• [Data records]
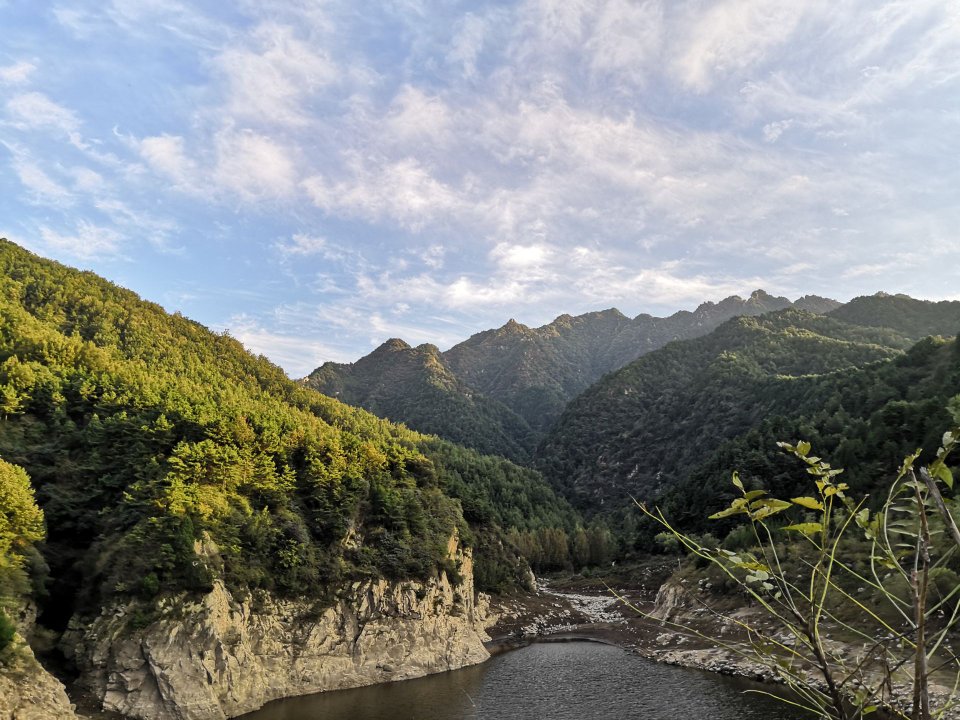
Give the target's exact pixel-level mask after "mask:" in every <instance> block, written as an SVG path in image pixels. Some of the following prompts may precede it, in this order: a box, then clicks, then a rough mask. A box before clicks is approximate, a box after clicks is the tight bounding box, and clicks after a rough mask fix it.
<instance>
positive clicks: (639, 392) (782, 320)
mask: <svg viewBox="0 0 960 720" xmlns="http://www.w3.org/2000/svg"><path fill="white" fill-rule="evenodd" d="M909 345H910V340H909V339H908V338H906V337H904V336H903V335H901V334H899V333H897V332H895V331H892V330H888V329H884V328H865V327H860V326H856V325H851V324H849V323H845V322H841V321H839V320H835V319H833V318H829V317H824V316H818V315H813V314H810V313H806V312H802V311H798V310H792V309H791V310H785V311H781V312H778V313H771V314H768V315H764V316H761V317H738V318H735V319H733V320H730V321H728V322H726V323H725V324H723V325H722V326H720V327H719V328H718V329H717V330H715V331H714V332H713V333H711V334H710V335H707V336H705V337H701V338H697V339H694V340H689V341H678V342H673V343H670V344H668V345H666V346H665V347H663V348H661V349H659V350H657V351H655V352H652V353H649V354H647V355H645V356H643V357H641V358H640V359H638V360H636V361H634V362H633V363H630V364H629V365H627V366H626V367H624V368H623V369H621V370H619V371H618V372H615V373H612V374H610V375H608V376H607V377H605V378H604V379H603V380H601V381H600V382H599V383H597V384H596V385H594V386H593V387H591V388H590V389H589V390H588V391H587V392H585V393H584V394H582V395H581V396H580V397H578V398H577V399H576V400H574V401H573V402H572V403H570V405H569V406H568V407H567V409H566V411H565V412H564V414H563V416H562V417H561V419H560V421H559V422H558V423H557V425H556V426H555V428H554V430H553V431H552V432H551V433H550V434H549V436H548V437H547V438H546V440H545V441H544V442H543V444H542V445H541V447H540V448H539V450H538V466H539V467H540V468H541V469H542V470H543V471H544V475H545V476H546V477H547V479H548V480H550V481H551V482H553V483H554V485H555V486H556V487H557V488H558V489H560V490H561V492H563V493H564V494H565V495H566V496H567V497H569V498H571V499H572V500H573V501H574V503H575V504H577V505H579V506H580V507H581V508H584V509H588V510H596V509H599V508H600V506H601V505H604V504H607V503H610V504H612V505H613V506H622V505H624V504H627V503H629V502H630V496H631V495H632V496H634V497H639V498H649V497H655V496H658V495H660V494H661V493H662V492H664V491H665V490H666V489H668V488H670V487H671V486H673V485H675V484H676V483H677V482H679V481H680V480H681V479H682V478H684V477H685V475H686V474H687V473H688V472H689V471H690V470H691V469H692V468H693V467H694V466H696V464H697V463H699V462H702V461H703V460H704V459H705V458H707V457H708V456H709V455H710V453H711V452H713V451H714V450H716V449H717V448H718V447H719V446H720V445H721V444H722V443H723V442H724V441H726V440H729V439H731V438H734V437H736V436H738V435H740V434H741V433H744V432H746V431H747V430H749V429H750V428H751V427H754V426H755V425H757V424H759V423H761V422H762V421H763V420H764V419H765V418H767V417H770V416H772V415H778V414H788V413H791V412H793V411H794V409H795V408H797V407H799V406H801V404H802V403H804V402H806V399H807V397H808V396H809V393H810V392H811V388H812V387H816V386H817V384H818V383H819V382H820V378H822V377H824V376H831V375H834V374H837V373H843V372H845V371H850V370H852V369H856V368H860V367H863V366H864V365H868V364H870V363H875V362H882V361H884V360H889V359H892V358H894V357H898V356H899V355H901V354H902V352H903V350H904V349H905V348H907V347H908V346H909ZM818 400H822V398H818ZM768 451H769V449H768ZM731 469H732V468H728V469H727V472H729V470H731ZM606 509H610V508H609V507H608V508H606Z"/></svg>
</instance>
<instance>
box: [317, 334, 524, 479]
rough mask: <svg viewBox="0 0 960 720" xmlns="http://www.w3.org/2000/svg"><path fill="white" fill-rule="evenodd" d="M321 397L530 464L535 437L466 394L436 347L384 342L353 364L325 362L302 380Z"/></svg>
mask: <svg viewBox="0 0 960 720" xmlns="http://www.w3.org/2000/svg"><path fill="white" fill-rule="evenodd" d="M303 382H304V383H305V384H306V385H307V386H308V387H312V388H314V389H315V390H318V391H320V392H322V393H324V394H325V395H330V396H331V397H335V398H337V399H338V400H341V401H342V402H345V403H347V404H348V405H354V406H357V407H362V408H364V409H365V410H369V411H370V412H372V413H373V414H374V415H378V416H379V417H383V418H387V419H389V420H394V421H397V422H403V423H405V424H406V425H408V426H409V427H411V428H412V429H414V430H417V431H419V432H423V433H429V434H432V435H439V436H442V437H444V438H446V439H447V440H451V441H453V442H455V443H458V444H460V445H465V446H467V447H471V448H474V449H475V450H477V451H479V452H481V453H485V454H495V455H502V456H504V457H507V458H509V459H511V460H515V461H517V462H529V461H530V457H531V455H532V454H533V450H534V447H535V445H536V442H535V440H536V438H535V436H534V433H533V432H532V431H531V429H530V427H529V425H527V423H526V422H525V421H524V420H523V419H522V418H520V417H519V416H518V415H517V414H516V413H514V412H513V411H512V410H510V409H509V408H508V407H507V406H505V405H503V404H502V403H499V402H497V401H496V400H490V399H489V398H487V397H485V396H483V395H482V394H480V393H477V392H474V391H472V390H470V388H468V387H466V386H465V385H464V384H463V382H461V381H460V380H459V379H458V378H457V377H456V376H455V375H454V374H453V373H452V372H451V371H450V370H449V368H447V367H446V365H445V363H444V360H443V357H442V355H441V353H440V351H439V350H438V349H437V348H436V346H434V345H420V346H419V347H416V348H411V347H410V346H409V345H407V344H406V343H405V342H403V341H402V340H398V339H393V340H388V341H387V342H385V343H384V344H383V345H381V346H380V347H379V348H377V349H376V350H375V351H374V352H372V353H370V354H369V355H367V356H366V357H364V358H361V359H360V360H358V361H357V362H355V363H352V364H349V365H344V364H338V363H326V364H324V365H323V366H322V367H320V368H318V369H317V370H315V371H314V372H312V373H311V374H310V375H309V377H307V378H305V379H304V381H303Z"/></svg>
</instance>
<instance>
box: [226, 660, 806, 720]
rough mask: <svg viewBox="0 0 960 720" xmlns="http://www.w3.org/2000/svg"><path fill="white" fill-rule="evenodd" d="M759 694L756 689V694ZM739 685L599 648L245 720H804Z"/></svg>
mask: <svg viewBox="0 0 960 720" xmlns="http://www.w3.org/2000/svg"><path fill="white" fill-rule="evenodd" d="M751 687H756V686H751ZM746 688H747V686H746V685H745V684H744V683H743V682H740V681H737V680H733V679H731V678H726V677H723V676H721V675H716V674H712V673H705V672H699V671H695V670H688V669H684V668H676V667H672V666H668V665H658V664H657V663H654V662H651V661H649V660H645V659H643V658H640V657H637V656H636V655H630V654H628V653H626V652H624V651H623V650H621V649H620V648H617V647H612V646H610V645H602V644H599V643H592V642H567V643H536V644H534V645H530V646H528V647H525V648H522V649H520V650H514V651H511V652H507V653H503V654H501V655H496V656H495V657H493V658H491V659H490V660H489V661H487V662H486V663H483V664H482V665H476V666H474V667H470V668H464V669H463V670H456V671H453V672H448V673H440V674H437V675H430V676H428V677H425V678H420V679H417V680H407V681H404V682H396V683H387V684H383V685H373V686H370V687H365V688H356V689H353V690H340V691H336V692H327V693H320V694H318V695H309V696H306V697H300V698H290V699H287V700H278V701H276V702H273V703H270V704H269V705H267V706H266V707H264V708H263V709H261V710H259V711H257V712H255V713H251V714H249V715H244V716H243V720H464V719H466V718H478V719H479V718H482V719H483V720H518V719H519V720H594V719H596V720H601V719H602V720H611V718H617V719H618V720H687V719H692V720H769V719H770V718H777V720H800V718H801V717H809V716H801V715H800V714H799V711H792V709H791V708H790V707H789V706H787V705H784V704H782V703H779V702H777V701H775V700H773V699H771V698H768V697H765V696H762V695H757V694H755V693H749V694H745V693H744V691H745V689H746Z"/></svg>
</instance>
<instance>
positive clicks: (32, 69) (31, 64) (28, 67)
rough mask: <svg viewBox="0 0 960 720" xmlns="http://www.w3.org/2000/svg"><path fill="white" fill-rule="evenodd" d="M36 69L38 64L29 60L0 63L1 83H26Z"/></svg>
mask: <svg viewBox="0 0 960 720" xmlns="http://www.w3.org/2000/svg"><path fill="white" fill-rule="evenodd" d="M36 69H37V66H36V65H34V64H33V63H32V62H29V61H27V60H20V61H18V62H15V63H13V64H12V65H0V85H24V84H26V83H27V82H28V81H29V80H30V76H31V75H33V72H34V70H36Z"/></svg>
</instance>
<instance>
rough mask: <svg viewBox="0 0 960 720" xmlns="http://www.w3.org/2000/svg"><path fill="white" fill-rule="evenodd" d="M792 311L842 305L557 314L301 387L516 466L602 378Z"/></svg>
mask: <svg viewBox="0 0 960 720" xmlns="http://www.w3.org/2000/svg"><path fill="white" fill-rule="evenodd" d="M791 307H795V308H798V309H802V310H806V311H807V312H813V313H825V312H829V311H832V310H834V309H836V308H838V307H840V303H838V302H836V301H835V300H830V299H828V298H821V297H817V296H805V297H803V298H800V299H799V300H797V301H796V303H793V302H791V301H790V300H789V299H787V298H785V297H776V296H773V295H770V294H769V293H767V292H765V291H763V290H755V291H754V292H752V293H751V294H750V295H749V296H748V297H746V298H742V297H740V296H737V295H733V296H730V297H728V298H724V299H723V300H721V301H719V302H704V303H702V304H701V305H700V306H699V307H697V308H696V309H695V310H693V311H692V312H691V311H686V310H681V311H679V312H676V313H674V314H673V315H670V316H669V317H665V318H661V317H655V316H653V315H648V314H641V315H638V316H637V317H635V318H629V317H627V316H626V315H624V314H623V313H622V312H620V311H619V310H617V309H616V308H610V309H607V310H601V311H597V312H589V313H585V314H583V315H576V316H574V315H568V314H565V315H560V316H559V317H557V318H556V319H555V320H554V321H553V322H551V323H549V324H547V325H544V326H542V327H538V328H530V327H528V326H526V325H523V324H522V323H519V322H517V321H516V320H515V319H513V318H511V319H510V320H508V321H507V322H506V323H505V324H504V325H502V326H501V327H499V328H495V329H491V330H485V331H483V332H479V333H477V334H475V335H473V336H471V337H470V338H468V339H467V340H465V341H464V342H462V343H460V344H458V345H455V346H454V347H452V348H450V349H449V350H447V351H446V352H442V353H441V352H439V351H438V349H437V348H436V347H435V346H433V345H421V346H419V347H417V348H411V347H410V346H409V345H408V344H407V343H405V342H404V341H403V340H399V339H391V340H388V341H387V342H385V343H384V344H383V345H381V346H380V347H379V348H377V349H376V350H374V351H373V352H372V353H370V354H369V355H367V356H366V357H364V358H361V359H360V360H358V361H357V362H355V363H351V364H338V363H326V364H324V365H323V366H322V367H320V368H318V369H317V370H315V371H314V372H312V373H311V374H310V375H309V376H308V377H307V378H305V379H304V382H305V383H306V384H308V385H310V386H311V387H313V388H316V389H317V390H319V391H321V392H323V393H325V394H327V395H332V396H334V397H337V398H338V399H340V400H342V401H344V402H346V403H348V404H351V405H357V406H360V407H363V408H365V409H367V410H369V411H371V412H373V413H376V414H378V415H383V416H385V417H388V418H390V419H391V420H395V421H401V422H404V423H406V424H407V425H408V426H409V427H411V428H413V429H415V430H419V431H422V432H429V433H436V434H438V435H440V436H442V437H445V438H448V439H451V440H454V441H456V442H459V443H463V444H465V445H468V446H470V447H474V448H476V449H478V450H481V451H482V452H489V453H496V454H501V455H504V456H506V457H509V458H512V459H516V460H521V461H523V460H527V459H529V456H530V454H531V453H532V451H533V449H534V448H535V447H536V445H537V444H538V443H539V441H540V440H541V439H542V438H543V436H544V433H545V432H546V431H547V430H548V429H549V428H550V427H551V426H552V425H553V424H554V422H555V421H556V420H557V418H558V417H559V416H560V414H561V413H562V412H563V409H564V408H565V407H566V406H567V404H568V403H569V402H570V400H572V399H573V398H574V397H576V396H577V395H579V394H580V393H581V392H583V391H584V390H586V389H587V388H588V387H590V386H591V385H592V384H593V383H595V382H596V381H597V380H599V379H600V378H601V377H603V376H604V375H605V374H607V373H609V372H612V371H614V370H617V369H619V368H621V367H623V366H624V365H626V364H627V363H629V362H631V361H633V360H635V359H637V358H638V357H640V356H642V355H644V354H646V353H648V352H651V351H652V350H656V349H658V348H660V347H663V346H664V345H666V344H667V343H668V342H670V341H672V340H682V339H689V338H695V337H700V336H702V335H706V334H707V333H709V332H711V331H712V330H713V329H714V328H716V327H718V326H719V325H720V324H721V323H723V322H725V321H727V320H729V319H730V318H733V317H737V316H741V315H748V316H753V315H762V314H764V313H767V312H772V311H776V310H783V309H787V308H791Z"/></svg>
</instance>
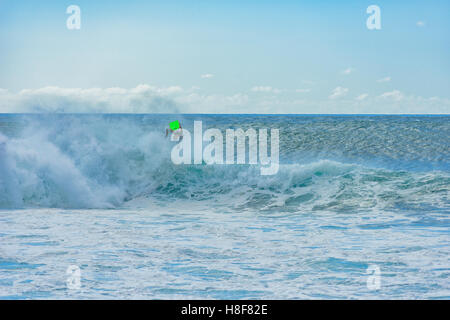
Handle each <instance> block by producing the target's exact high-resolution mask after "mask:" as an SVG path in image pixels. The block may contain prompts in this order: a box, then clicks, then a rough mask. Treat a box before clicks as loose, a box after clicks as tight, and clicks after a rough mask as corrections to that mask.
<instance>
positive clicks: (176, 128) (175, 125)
mask: <svg viewBox="0 0 450 320" xmlns="http://www.w3.org/2000/svg"><path fill="white" fill-rule="evenodd" d="M169 126H170V130H172V131H175V130H177V129H179V128H180V123H179V122H178V120H175V121H172V122H171V123H170V124H169Z"/></svg>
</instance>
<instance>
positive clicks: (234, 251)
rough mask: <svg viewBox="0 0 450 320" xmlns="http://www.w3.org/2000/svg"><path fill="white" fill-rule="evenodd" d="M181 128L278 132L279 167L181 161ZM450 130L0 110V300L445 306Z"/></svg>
mask: <svg viewBox="0 0 450 320" xmlns="http://www.w3.org/2000/svg"><path fill="white" fill-rule="evenodd" d="M174 119H177V120H180V122H181V123H182V125H183V128H186V129H188V130H192V129H193V123H194V121H196V120H198V121H202V123H203V127H204V129H205V130H206V129H207V128H218V129H220V130H222V131H223V132H225V130H226V129H229V128H231V129H234V128H242V129H244V130H246V129H249V128H254V129H259V128H267V129H270V128H278V129H279V130H280V131H279V132H280V133H279V138H280V143H279V152H280V166H279V171H278V173H277V174H275V175H273V176H261V175H260V174H259V171H260V167H259V165H248V164H243V165H236V164H234V165H206V164H199V165H194V164H192V165H174V164H173V163H172V161H171V159H170V153H171V149H172V148H173V146H174V144H175V142H172V141H170V139H168V138H165V137H164V135H165V133H164V132H165V128H166V127H167V125H168V123H169V122H170V121H173V120H174ZM449 137H450V117H448V116H382V115H377V116H368V115H364V116H359V115H343V116H331V115H329V116H327V115H321V116H319V115H309V116H308V115H180V114H177V115H167V114H166V115H164V114H160V115H119V114H117V115H114V114H110V115H87V114H84V115H83V114H81V115H74V114H72V115H70V114H66V115H62V114H59V115H58V114H35V115H19V114H4V115H0V298H2V299H23V298H42V299H71V298H81V299H84V298H94V299H101V298H106V299H112V298H129V299H138V298H144V299H174V298H176V299H184V298H186V299H187V298H194V299H197V298H201V299H206V298H213V299H299V298H300V299H301V298H306V299H308V298H331V299H333V298H355V299H358V298H370V299H380V298H383V299H394V298H412V299H416V298H433V299H448V298H450V281H449V276H450V261H449V253H450V250H449V249H450V246H449V240H450V239H449V235H450V233H449V226H450V223H449V222H450V221H449V212H450V200H449V190H450V139H449ZM70 265H76V266H78V267H79V268H80V270H81V288H80V289H78V290H73V289H70V288H68V287H67V285H66V279H67V274H66V269H67V267H68V266H70ZM371 265H376V266H378V267H379V269H380V271H381V275H380V280H381V281H380V283H381V286H380V288H379V289H377V290H373V289H370V288H369V287H368V286H367V279H368V277H369V276H370V275H369V274H368V273H367V268H368V267H369V266H371Z"/></svg>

• [PROBLEM DETAILS]
Rewrite everything from the start of the listing down to the line containing "positive clicks: (639, 392) (782, 320)", switching "clicks" to "points" and leaving all else unchanged. Omit the pictures from your answer.

• [OUTPUT OF THE EXERCISE]
Give the target's exact pixel-level mask after "mask:" in every <instance> block, written as an SVG path in image pixels. Some of the following prompts may precede it, in this order: a box, then points, then a rough mask. A box before points is approximate, a box after points is the tight bounding box, and points after a rough mask fix it.
<instance>
positive points: (639, 392) (782, 320)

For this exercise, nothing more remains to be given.